We load the events file to be geolocated.

#Load Events
events_sf <- readRDS(system.file("extdata", "events_sf.Rdata", package = "MeasuringLandscape")) 

events_sf_text_coord_unique <- plyr::ddply(events_sf[,c('location_text','name_clean','name_cleaner','document_district_clean','map_coordinate_clean_latitude','map_coordinate_clean_longitude')],
                                     "location_text", transform,
      map_coordinate_has =sum(!is.na(map_coordinate_clean_latitude))
      )

We load the combined gazetteer files.

#Load Gazetteers
flatfiles_sf_roi <- readRDS(system.file("extdata", "flatfiles_sf_roi.Rdata", package = "MeasuringLandscape")) 
dim(flatfiles_sf_roi)
flatfiles_dt <- data.table::as.data.table(flatfiles_sf_roi)
data.table::setkey(flatfiles_dt,place_hash)

We load a pretrained toponym matcher based on XGBoost and many string distance features.

#Load toponym model
#p_load(xgboost)
toponym_xb_model <- xgboost::xgb.load(system.file("extdata", "toponym_xb_onlystring.bin", package = "MeasuringLandscape"))

Summary Statistics

When we start, we have r length(unique(events_sf$name_cleaner)) unique location strings in the events data.

#events_sf$name_cleaner %>% tabyl(sort=T)

When we start, we have r length(unique(flatfiles_sf_roi$name_cleaner)) unique location strings in the gazetteer data.

#flatfiles_sf_roi$name_cleaner %>% tabyl(sort=T)

If we considered every single pair of possible matches it would require about 62 million comparisons (r length(unique(events_sf$name_cleaner)) * length(unique(flatfiles_sf_roi$name_cleaner))). And that is just for our relatively small number of event location strings and restricting our gazetteers to a relatively small region of interest. Obviously, any approach we implement is going to have to scale sub-quadratic in the number of locations or it won't be applicable to any problem of interesting size.

Stem

Our first move is to stem each location string of prefixes and common suffixes so that we can match slight variations of the same place to a single identifier.

#Step 1  Get Suggestions for Stems

#Stem the gazetteer names
temp <- MeasuringLandscape:::strip_postfixes(flatfiles_sf_roi$name_cleaner)

**Requests:**
[a] List every file that the geolocation code walkthrough loads from the package's extdata folder.
[b] Pick up the geolocation code walkthrough after its last line and keep writing it.
The records come from a separate source and have no connection to the geolocation code walkthrough.

**Supplied data:**
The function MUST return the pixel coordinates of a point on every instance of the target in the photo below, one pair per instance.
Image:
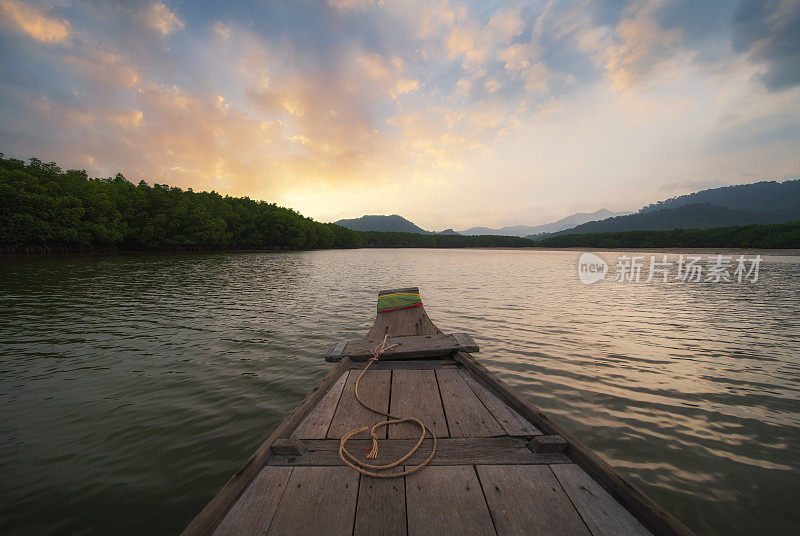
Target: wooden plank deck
(483, 480)
(486, 477)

**Per-task answers:**
[a] events_sf.Rdata, flatfiles_sf_roi.Rdata, toponym_xb_onlystring.bin

[b]
flatfiles_sf_roi$name_cleaner_stem <- temp[[1]]
flatfiles_sf_roi$name_cleaner_postfix <- temp[[2]]

#flatfiles_sf_roi$name_cleaner_stem %>% tabyl(sort=T)

There are r length(unique(flatfiles_sf_roi$name_cleaner_stem)) unique location stems in the flatfiles data.

#Stem the event names
temp <- MeasuringLandscape:::strip_postfixes(events_sf$name_cleaner)
events_sf$name_cleaner_stem <- temp[[1]]
events_sf$name_cleaner_postfix <- temp[[2]]

#events_sf$name_cleaner %>% tabyl(sort=T)

There are r length(unique(events_sf$name_cleaner_stem)) unique location stems in the events data.

#Unique stems
stemmed_ab <- unique(c(flatfiles_sf_roi$name_cleaner_stem, events_sf$name_cleaner_stem))
length(stemmed_ab) #17,880 unique stems

#Unique name-stem pairs
names_and_stems <- rbind(
                          as.data.frame(flatfiles_sf_roi)[,c('name_cleaner','name_cleaner_stem')],
                          as.data.frame(events_sf)[,c('name_cleaner','name_cleaner_stem')]
                        ) %>% unique() ; dim(names_and_stems)

LSH

Our next move is hash each stemmed location in a way that locations that are somewhat similar to one another are returned as possible matches and the vast majority of pairs that are too dissimilar to ever possibly match are excluded. This requires only a single pass through the data, and so scales linearly in the number of locations. We select parameters which perform well on our hand-labeled training dataset of toponym matches and mismatches. Where performing well at this stage means a low false negative rate (missing few genuine matches) and a moderate false positive rate (returning many irrelevant matches, but not an overwhelming number). Here we are only trying to reject as many obvious nonmatches as possible.

minhash_count=100
bands=25

fromscratch=F # For some reason these parallel functions hang in rmarkdown. Copy and paste them into console to run.
if(fromscratch){
  #Optimal settings derived in 04_fuzzy_matcher_stage_1

  library(textreuse)
  stemmed_ab_spaced <- sapply(strsplit(stemmed_ab, split="") , paste, collapse=" ")
  minhash <- minhash_generator(n = minhash_count, seed = 1)
  options("mc.cores" = parallel::detectCores()) #Much faster when paralized
  #options("mc.cores" = 1) #Much faster when paralized
  #This doesn't like to be ran in rmarkdown, it'll spawn processes and hang. Maybe see if it'll work as a function?

  corpus_ab_spaced <- TextReuseCorpus(text = stemmed_ab_spaced,
                                      tokenizer = tokenize_ngrams,
                                      n = 2, #wow if you pass this as a variable instead of a number it crashes. Wtf?
                                      minhash_func = minhash,
                                      keep_tokens = TRUE,
                                      progress = T)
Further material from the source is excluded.